▶ **DOCUMENT SEGMENT**:
━━━━━━

Verusco Technologies
- Formerly: AnalySport Limited
- Type: Private company
- Industry: Software, sports analytics
- Founded: 1996 (as AnalySport; renamed 2000)
- Founder: George Serrallach
- Defunct: 2013
- Fate: Acquired
- Successor: Sports Universal Process SAS (trading as Prozone)
- Headquarters: Palmerston North, New Zealand
- Key people: George Serrallach
- Products: TryMaker
- Parent: Sports Universal Process SAS

= Verusco =

New Zealand rugby software and analysis supply company

Verusco Technologies is a company based in Palmerston North, New Zealand. They supply video analysis software and statistics to rugby union teams, including the Super Rugby franchise the Blue Bulls, most South African professional teams and other teams in France, Japan, and Australia.

While involved with analysis of the 2007 Rugby World Cup, they discovered that the New Zealand national rugby union team, the "All Blacks," made 57 tackles to Frances' 269, and they had 66 percent possession and 60 percent territory. The playing time, or the time the ball was in play, was the longest of any game Verusco had ever recorded.

The company has analysed 1,500 games since 2000.

== History ==

=== Founding ===

Verusco Technologies grew out of a video and statistical analysis system developed during the 1990s by George Serrallach, a lecturer in the biotechnology department at Massey University in Palmerston North who had previously built a similar analysis system for association football. Serrallach was introduced to rugby union by All Blacks assistant coach Wayne Smith in 1996, after which the analysis system began to be adapted for the sport. With the assistance of Massey University lecturer David Hadfield, who helped turn the system into a commercial product, the business was incorporated that year as AnalySport Limited. It was renamed Verusco Technologies in 2000, a name said to derive from a word meaning "truth".

━━━━━━

▶ **RECORD SET**:
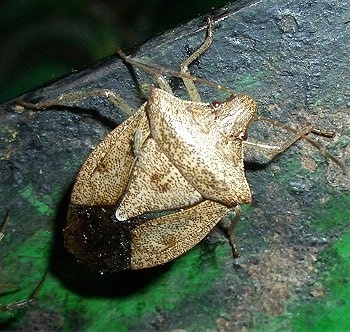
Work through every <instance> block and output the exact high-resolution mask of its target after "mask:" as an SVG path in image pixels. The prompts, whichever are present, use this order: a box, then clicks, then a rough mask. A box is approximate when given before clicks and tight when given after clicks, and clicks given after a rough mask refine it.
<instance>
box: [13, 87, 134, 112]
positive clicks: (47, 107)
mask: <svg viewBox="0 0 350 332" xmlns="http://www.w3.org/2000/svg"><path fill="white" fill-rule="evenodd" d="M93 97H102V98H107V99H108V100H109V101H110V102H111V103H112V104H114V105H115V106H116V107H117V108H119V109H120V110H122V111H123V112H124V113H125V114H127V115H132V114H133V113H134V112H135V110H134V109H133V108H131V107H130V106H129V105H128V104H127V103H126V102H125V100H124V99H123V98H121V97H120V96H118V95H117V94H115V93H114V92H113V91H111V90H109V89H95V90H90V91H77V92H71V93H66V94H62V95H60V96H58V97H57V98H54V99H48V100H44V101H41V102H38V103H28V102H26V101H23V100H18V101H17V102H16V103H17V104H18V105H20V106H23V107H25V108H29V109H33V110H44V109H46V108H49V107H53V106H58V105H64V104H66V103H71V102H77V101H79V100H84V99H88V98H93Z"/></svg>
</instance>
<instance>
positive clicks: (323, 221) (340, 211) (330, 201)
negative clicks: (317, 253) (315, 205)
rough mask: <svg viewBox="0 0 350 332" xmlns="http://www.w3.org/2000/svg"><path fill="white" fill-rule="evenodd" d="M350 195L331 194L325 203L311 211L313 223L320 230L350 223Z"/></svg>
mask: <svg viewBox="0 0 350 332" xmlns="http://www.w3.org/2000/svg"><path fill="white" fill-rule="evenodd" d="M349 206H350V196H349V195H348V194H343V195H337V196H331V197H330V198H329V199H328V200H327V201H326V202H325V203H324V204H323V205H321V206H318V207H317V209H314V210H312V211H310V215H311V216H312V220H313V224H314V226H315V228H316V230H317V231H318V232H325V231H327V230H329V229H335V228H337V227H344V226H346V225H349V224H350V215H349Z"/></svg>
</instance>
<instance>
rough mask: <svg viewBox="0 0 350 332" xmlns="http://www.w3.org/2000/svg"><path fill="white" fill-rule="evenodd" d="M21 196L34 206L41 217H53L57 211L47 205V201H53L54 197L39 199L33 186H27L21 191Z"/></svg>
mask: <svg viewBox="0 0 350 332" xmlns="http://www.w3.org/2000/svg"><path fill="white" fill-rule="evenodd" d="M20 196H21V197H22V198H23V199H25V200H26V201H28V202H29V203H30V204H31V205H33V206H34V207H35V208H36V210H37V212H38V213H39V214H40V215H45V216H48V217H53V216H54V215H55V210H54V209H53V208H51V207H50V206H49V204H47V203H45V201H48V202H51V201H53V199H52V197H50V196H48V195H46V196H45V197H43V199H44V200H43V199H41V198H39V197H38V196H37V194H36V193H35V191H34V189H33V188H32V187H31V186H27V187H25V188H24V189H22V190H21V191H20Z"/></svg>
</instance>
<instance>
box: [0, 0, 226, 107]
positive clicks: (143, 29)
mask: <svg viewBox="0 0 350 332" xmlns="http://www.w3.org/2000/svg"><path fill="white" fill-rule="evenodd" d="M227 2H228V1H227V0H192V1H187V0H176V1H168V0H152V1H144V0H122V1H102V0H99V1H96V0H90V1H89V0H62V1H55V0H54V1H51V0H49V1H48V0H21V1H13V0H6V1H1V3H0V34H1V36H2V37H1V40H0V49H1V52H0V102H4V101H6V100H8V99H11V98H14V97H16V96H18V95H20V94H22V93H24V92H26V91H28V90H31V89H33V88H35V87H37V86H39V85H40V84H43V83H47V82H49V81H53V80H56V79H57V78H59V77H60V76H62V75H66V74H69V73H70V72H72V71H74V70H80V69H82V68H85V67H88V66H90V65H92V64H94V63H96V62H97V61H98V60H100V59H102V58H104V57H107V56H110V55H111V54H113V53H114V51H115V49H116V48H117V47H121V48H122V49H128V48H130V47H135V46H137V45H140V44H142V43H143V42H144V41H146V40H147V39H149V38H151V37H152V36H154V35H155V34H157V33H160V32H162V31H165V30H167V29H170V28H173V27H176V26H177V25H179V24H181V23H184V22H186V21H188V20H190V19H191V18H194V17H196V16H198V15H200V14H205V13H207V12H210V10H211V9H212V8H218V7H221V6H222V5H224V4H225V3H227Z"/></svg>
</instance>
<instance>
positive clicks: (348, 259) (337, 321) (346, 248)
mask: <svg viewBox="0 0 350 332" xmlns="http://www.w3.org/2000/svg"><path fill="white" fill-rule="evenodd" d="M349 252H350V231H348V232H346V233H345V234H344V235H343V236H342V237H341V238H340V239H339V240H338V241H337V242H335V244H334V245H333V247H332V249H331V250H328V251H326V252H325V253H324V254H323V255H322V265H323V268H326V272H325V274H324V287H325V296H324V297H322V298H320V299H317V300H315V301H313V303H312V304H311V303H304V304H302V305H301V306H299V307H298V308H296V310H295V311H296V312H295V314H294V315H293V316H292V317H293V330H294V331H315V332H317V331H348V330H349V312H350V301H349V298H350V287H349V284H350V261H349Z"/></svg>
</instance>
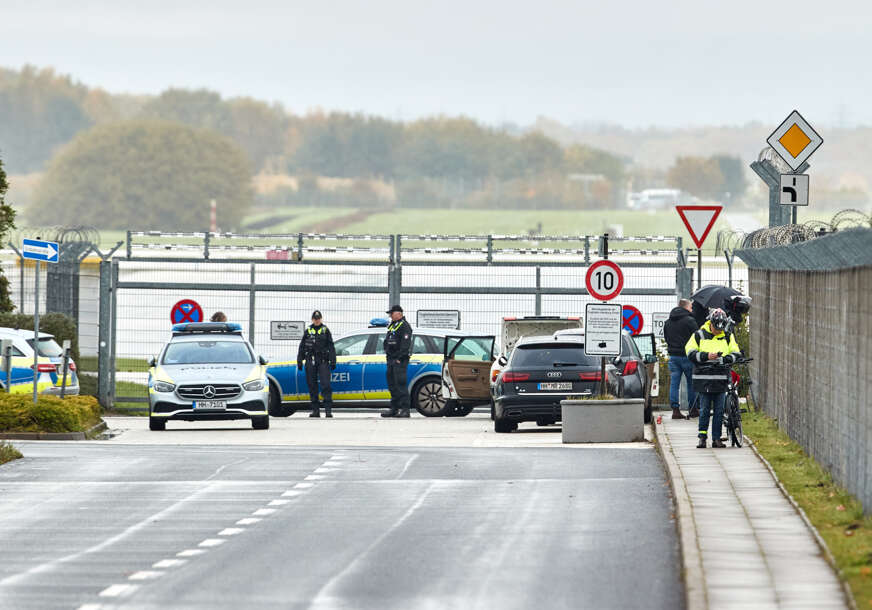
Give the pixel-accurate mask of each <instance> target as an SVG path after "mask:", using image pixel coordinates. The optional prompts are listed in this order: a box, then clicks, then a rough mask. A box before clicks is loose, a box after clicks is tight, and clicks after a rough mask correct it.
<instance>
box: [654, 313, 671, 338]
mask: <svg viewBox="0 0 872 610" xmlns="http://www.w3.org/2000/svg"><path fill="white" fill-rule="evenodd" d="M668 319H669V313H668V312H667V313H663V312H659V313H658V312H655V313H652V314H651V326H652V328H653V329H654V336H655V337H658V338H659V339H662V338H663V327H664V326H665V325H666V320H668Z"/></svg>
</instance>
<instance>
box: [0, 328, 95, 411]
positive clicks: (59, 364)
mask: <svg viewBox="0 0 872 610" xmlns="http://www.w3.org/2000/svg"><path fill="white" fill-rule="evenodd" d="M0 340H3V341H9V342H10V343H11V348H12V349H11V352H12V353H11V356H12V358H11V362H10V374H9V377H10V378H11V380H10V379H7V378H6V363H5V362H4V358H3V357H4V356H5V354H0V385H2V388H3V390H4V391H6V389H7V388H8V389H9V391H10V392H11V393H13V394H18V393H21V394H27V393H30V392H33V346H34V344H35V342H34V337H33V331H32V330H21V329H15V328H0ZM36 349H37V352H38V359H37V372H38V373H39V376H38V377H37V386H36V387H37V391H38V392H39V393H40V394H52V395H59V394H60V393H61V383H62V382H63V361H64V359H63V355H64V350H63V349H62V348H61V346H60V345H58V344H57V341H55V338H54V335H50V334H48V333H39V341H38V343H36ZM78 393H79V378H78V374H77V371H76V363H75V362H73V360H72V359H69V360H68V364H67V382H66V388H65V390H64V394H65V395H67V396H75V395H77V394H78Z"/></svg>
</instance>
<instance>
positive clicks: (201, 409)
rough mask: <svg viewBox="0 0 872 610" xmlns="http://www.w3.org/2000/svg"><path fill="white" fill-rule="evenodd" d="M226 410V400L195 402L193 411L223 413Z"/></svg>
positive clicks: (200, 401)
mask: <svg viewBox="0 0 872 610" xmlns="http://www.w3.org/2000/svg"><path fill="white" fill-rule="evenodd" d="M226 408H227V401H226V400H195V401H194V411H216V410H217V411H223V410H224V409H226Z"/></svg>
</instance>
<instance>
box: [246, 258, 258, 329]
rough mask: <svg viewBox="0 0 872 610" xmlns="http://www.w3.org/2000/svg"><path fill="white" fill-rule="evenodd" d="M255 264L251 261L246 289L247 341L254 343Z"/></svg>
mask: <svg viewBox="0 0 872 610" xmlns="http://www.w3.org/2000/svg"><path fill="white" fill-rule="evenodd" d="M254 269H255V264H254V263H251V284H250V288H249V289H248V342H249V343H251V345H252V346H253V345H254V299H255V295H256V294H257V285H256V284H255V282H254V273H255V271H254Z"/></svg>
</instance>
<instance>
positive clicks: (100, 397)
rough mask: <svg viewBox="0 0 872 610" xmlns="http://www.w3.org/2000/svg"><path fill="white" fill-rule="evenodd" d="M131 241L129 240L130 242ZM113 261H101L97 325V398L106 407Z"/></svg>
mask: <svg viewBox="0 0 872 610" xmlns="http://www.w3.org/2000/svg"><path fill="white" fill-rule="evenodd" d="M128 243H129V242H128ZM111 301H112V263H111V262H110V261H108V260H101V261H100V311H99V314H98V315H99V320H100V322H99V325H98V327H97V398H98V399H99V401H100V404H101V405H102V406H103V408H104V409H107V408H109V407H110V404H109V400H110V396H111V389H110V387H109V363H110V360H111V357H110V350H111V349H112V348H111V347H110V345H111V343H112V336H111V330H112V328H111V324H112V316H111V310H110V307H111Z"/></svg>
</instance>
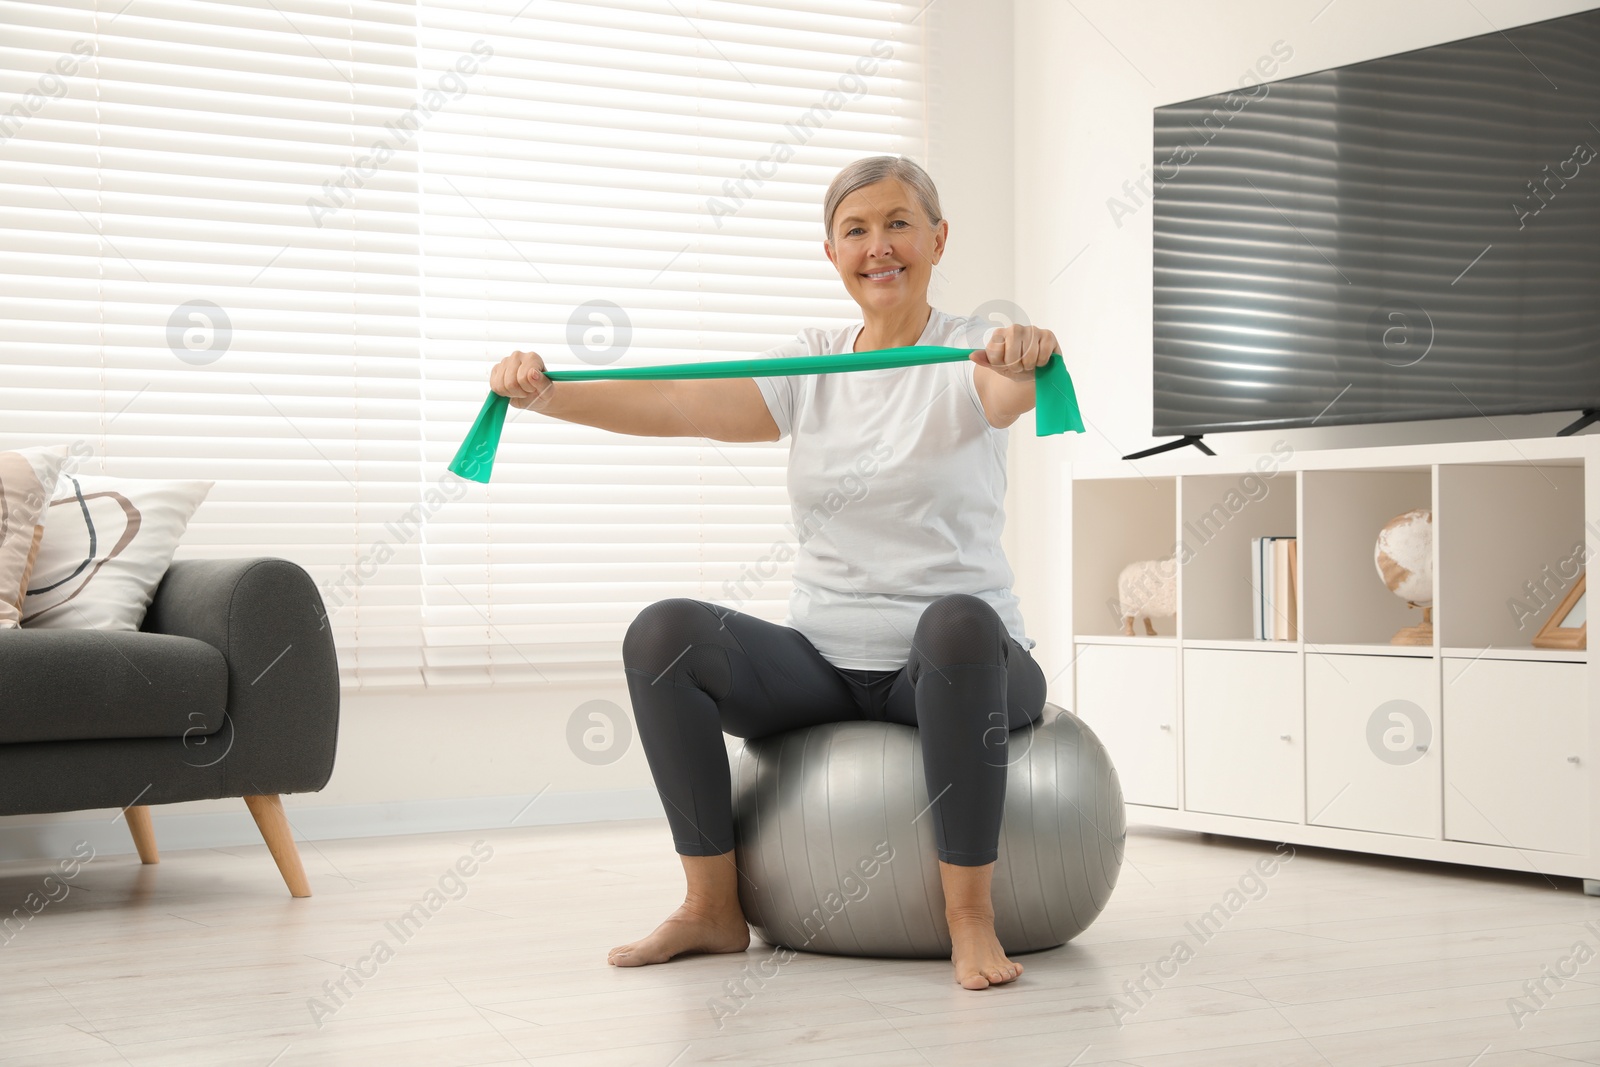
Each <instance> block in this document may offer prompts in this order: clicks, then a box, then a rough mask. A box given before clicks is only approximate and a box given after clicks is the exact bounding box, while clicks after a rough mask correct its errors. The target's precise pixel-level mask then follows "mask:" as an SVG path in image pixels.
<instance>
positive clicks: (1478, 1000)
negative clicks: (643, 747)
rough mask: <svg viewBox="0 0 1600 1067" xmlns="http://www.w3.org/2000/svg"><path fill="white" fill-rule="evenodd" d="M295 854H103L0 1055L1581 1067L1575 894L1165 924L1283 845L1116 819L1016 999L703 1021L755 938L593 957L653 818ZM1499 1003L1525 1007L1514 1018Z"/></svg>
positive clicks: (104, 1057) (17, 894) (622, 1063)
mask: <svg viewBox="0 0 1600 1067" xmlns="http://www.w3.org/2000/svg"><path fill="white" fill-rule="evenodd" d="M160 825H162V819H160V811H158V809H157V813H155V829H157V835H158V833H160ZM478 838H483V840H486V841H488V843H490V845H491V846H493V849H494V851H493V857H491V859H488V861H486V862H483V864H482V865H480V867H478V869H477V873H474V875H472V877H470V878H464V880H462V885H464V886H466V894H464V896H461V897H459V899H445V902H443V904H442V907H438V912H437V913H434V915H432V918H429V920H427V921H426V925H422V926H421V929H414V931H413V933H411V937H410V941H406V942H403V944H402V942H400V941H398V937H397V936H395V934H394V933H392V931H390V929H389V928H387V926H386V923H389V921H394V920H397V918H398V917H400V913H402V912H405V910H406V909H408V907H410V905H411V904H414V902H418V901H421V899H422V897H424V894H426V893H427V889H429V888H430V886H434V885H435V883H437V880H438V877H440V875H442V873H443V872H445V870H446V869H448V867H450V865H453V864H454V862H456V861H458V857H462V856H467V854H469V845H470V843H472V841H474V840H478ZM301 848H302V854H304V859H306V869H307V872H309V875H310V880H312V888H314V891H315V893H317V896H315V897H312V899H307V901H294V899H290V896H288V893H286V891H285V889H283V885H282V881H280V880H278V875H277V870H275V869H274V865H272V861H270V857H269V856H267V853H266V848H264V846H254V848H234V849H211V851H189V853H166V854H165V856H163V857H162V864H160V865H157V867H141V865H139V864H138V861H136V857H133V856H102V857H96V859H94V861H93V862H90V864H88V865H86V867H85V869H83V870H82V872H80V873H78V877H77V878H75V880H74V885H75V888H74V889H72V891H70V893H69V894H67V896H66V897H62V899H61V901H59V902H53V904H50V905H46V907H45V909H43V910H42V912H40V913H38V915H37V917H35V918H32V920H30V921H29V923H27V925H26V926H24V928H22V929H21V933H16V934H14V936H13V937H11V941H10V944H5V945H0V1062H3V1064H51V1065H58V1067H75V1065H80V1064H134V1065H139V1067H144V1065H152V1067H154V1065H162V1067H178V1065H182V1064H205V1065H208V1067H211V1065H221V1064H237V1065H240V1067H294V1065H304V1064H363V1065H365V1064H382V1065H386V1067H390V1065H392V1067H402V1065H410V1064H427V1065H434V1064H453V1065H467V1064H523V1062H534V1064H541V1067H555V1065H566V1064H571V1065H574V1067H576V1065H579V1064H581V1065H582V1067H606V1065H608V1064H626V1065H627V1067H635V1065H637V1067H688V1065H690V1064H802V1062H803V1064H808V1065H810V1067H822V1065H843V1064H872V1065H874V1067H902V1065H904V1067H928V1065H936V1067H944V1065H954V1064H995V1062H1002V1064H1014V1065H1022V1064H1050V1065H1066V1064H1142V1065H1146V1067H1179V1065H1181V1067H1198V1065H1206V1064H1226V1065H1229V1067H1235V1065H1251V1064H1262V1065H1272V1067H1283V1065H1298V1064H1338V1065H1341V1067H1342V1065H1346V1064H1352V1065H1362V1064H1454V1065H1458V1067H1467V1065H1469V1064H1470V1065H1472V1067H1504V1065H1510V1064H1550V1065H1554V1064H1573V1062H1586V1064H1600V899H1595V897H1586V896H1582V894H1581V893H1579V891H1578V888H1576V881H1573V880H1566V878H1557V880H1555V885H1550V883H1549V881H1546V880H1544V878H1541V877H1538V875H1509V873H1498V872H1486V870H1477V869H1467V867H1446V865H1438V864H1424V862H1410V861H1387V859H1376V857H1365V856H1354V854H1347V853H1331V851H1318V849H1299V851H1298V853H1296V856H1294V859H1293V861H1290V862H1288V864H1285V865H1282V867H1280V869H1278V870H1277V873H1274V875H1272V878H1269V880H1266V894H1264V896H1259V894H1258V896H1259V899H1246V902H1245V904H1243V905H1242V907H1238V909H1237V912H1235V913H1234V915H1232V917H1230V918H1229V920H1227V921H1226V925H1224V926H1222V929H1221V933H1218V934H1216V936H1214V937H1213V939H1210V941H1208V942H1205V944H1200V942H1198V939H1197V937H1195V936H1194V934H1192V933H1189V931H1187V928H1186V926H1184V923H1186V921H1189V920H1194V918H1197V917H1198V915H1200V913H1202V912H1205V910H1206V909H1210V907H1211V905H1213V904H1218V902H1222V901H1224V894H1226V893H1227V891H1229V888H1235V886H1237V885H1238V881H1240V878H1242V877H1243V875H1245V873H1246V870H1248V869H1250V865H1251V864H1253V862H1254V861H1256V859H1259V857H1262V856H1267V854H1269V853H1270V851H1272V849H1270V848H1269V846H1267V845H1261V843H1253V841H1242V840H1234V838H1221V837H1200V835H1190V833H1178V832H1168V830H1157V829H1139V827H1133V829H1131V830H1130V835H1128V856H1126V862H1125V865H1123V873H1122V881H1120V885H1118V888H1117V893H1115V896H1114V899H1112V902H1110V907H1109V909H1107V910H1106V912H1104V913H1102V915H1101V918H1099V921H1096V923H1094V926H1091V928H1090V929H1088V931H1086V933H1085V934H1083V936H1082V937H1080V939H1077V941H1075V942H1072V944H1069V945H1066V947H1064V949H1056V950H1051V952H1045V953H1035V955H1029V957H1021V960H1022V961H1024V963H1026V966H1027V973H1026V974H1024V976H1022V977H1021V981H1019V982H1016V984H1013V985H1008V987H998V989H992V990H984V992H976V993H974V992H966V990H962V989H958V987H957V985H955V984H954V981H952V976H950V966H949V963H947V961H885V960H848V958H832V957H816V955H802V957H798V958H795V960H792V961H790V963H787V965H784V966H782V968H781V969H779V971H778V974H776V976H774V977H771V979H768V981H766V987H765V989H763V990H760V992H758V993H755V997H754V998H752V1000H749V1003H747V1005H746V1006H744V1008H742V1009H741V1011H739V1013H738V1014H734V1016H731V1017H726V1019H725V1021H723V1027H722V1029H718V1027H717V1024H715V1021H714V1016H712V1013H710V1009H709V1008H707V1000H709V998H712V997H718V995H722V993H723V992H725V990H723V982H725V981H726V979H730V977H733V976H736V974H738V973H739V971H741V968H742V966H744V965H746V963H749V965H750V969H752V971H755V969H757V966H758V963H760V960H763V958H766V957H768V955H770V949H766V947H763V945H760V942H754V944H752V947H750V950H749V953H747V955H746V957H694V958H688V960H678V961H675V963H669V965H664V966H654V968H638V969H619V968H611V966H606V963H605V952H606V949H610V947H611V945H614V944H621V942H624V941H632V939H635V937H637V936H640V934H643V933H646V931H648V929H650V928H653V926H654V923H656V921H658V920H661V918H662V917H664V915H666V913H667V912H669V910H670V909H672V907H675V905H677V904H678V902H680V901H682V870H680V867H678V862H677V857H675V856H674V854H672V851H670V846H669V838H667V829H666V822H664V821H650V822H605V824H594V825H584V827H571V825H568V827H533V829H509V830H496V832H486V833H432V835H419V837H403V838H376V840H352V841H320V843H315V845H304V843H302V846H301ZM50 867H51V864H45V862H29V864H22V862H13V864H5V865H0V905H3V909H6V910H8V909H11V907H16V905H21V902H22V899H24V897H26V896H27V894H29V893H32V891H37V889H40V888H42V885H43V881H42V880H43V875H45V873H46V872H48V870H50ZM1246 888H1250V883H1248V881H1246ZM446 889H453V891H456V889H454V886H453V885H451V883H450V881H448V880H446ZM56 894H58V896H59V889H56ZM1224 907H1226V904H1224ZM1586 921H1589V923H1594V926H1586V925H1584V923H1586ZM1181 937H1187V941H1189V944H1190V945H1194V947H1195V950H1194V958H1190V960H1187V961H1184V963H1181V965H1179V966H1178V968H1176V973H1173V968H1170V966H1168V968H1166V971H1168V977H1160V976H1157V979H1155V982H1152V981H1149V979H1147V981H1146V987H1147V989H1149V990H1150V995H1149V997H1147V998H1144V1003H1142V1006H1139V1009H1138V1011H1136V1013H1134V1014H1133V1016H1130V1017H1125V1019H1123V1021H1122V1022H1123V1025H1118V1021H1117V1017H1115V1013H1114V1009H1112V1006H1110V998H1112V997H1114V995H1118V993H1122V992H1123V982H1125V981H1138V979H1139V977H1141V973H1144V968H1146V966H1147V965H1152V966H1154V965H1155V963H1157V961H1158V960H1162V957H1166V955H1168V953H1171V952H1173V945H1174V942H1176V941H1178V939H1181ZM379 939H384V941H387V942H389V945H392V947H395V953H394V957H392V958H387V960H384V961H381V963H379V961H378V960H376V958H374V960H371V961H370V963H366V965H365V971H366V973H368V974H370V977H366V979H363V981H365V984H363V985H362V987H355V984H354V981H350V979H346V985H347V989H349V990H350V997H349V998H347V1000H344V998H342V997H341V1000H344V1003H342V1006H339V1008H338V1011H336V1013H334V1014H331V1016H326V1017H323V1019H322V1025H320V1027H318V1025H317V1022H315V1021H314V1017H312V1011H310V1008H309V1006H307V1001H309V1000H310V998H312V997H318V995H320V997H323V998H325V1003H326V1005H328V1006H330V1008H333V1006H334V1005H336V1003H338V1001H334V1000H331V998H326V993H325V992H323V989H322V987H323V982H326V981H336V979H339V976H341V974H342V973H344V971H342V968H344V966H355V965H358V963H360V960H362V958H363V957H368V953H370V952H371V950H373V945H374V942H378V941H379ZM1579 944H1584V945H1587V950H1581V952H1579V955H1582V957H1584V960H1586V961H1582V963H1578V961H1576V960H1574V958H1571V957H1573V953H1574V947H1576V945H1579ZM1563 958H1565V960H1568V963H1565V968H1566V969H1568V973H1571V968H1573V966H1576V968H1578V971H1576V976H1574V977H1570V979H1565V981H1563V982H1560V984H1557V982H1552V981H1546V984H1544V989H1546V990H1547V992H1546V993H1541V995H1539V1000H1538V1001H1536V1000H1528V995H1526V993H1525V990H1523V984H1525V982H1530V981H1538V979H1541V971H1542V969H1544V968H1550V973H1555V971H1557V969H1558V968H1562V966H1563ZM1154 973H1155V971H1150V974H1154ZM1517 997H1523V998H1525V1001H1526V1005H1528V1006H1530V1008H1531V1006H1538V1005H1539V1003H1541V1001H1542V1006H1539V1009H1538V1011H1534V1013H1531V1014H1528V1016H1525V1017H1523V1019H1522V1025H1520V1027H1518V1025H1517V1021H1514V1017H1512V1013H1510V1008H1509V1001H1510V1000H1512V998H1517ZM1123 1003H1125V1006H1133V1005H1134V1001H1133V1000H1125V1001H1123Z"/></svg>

━━━━━━

▶ **PROMPT 1**:
In the article on Verusco Technologies, who introduced George Serrallach to rugby union?
▶ **PROMPT 2**:
Resume the article on Verusco Technologies from the point where it stops.
The records have nothing to do with this.

▶ **EXERCISE RESULT 1**:
All Blacks assistant coach Wayne Smith introduced him to the sport in 1996.

▶ **EXERCISE RESULT 2**:
=== Growth ===

From 2000, Verusco held a licensing agreement to provide performance analysis to the All Blacks and New Zealand Rugby, a relationship that continued across the 2003, 2007 and 2011 Rugby World Cups. At its peak in the mid-2000s, the company employed around 55 staff and had an annual turnover of approximately NZ$3 million, analysing about 190 matches a year by 2005, including around 60 international tests and, in 2007 alone, 286 matches. By 2006 the company was supplying analysis to 11 of the 14 Super Rugby franchises. Its principal product, TryMaker, was offered in two forms: a "Pro Elite" service coded by Verusco's own analysts, and a "Plus" version that allowed clients to code matches themselves.

=== 2007 Rugby World Cup ===
During the 2007 Rugby World Cup quarter-final between New Zealand and France in Cardiff, Verusco's analysis recorded that the All Blacks had made only 57 tackles to France's 269, missing 16 tackles to France's 62. New Zealand won 162 rucks – the highest total recorded at the tournament, against 35 for France – and held 66 per cent of possession and 60 per cent of territory, yet were penalised eleven times to France's two, the lowest number of penalties conceded by a team at a Rugby World Cup since the tournament began in 1987. The match also produced 45 minutes and 13 seconds of continuous playing time, the longest Verusco had recorded up to that point. France won the match 20–18.

=== End of contract with New Zealand Rugby ===
In December 2011, New Zealand Rugby confirmed it would not renew its contract with Verusco, which by then was providing analysis to five Super Rugby franchises and several ITM Cup provincial teams. Serrallach attributed the decision partly to cost-cutting, while NZRU high-performance manager Don Tricker said the change reflected the union's analytical needs rather than cost. A later account described the split as being driven by financial pressures on both sides, noting that individual match analyses cost between NZ$1,500 and NZ$2,000 to produce. Following the end of the contract, Verusco continued to work with the Australian national rugby team and several South African provincial unions. Unable to retain most of its staff after the loss of its principal client, the company subsequently ceased operating in its former form. George Serrallach died on 14 August 2012, aged 76.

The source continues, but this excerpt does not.